▶ **Collection entries**:

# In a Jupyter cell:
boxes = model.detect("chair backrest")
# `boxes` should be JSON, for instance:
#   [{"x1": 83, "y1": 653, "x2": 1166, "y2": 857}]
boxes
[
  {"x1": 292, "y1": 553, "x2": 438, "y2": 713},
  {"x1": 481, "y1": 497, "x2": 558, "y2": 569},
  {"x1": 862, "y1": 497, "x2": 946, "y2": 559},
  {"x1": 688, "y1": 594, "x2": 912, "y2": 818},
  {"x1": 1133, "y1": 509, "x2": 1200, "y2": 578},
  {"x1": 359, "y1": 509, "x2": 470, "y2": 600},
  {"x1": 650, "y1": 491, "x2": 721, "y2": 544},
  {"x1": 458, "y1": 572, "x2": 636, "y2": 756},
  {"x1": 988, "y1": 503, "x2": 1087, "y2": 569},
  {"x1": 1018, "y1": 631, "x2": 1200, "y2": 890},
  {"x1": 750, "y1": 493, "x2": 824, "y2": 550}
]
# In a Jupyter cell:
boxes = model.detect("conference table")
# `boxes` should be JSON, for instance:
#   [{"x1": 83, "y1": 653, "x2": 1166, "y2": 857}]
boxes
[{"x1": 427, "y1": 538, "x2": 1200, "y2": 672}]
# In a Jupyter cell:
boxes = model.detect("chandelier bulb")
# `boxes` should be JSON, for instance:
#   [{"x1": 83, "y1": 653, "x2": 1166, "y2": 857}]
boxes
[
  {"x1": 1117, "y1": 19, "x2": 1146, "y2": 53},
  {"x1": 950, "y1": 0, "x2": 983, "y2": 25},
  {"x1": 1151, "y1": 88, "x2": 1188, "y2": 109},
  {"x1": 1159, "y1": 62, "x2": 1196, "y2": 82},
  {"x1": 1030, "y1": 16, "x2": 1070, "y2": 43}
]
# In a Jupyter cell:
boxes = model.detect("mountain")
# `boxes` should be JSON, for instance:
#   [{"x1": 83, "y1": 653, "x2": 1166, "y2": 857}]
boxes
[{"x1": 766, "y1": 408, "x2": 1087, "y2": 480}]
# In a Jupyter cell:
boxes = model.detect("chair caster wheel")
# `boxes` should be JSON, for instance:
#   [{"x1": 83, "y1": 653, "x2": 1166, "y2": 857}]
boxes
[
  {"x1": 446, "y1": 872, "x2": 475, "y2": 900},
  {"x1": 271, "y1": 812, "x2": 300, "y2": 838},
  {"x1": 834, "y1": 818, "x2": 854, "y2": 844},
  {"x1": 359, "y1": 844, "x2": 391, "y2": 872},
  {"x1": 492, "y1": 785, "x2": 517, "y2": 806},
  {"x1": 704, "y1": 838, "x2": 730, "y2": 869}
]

▶ **YOUR GOAL**:
Find each line above that contains the string "detect", and copy those lines in order.

▶ **RESPONSE TO THE EXERCISE**:
boxes = model.detect("chair backrest")
boxes = model.detect("conference table")
boxes = model.detect("chandelier bulb")
boxes = model.detect("mountain")
boxes = model.detect("chair caster wheel")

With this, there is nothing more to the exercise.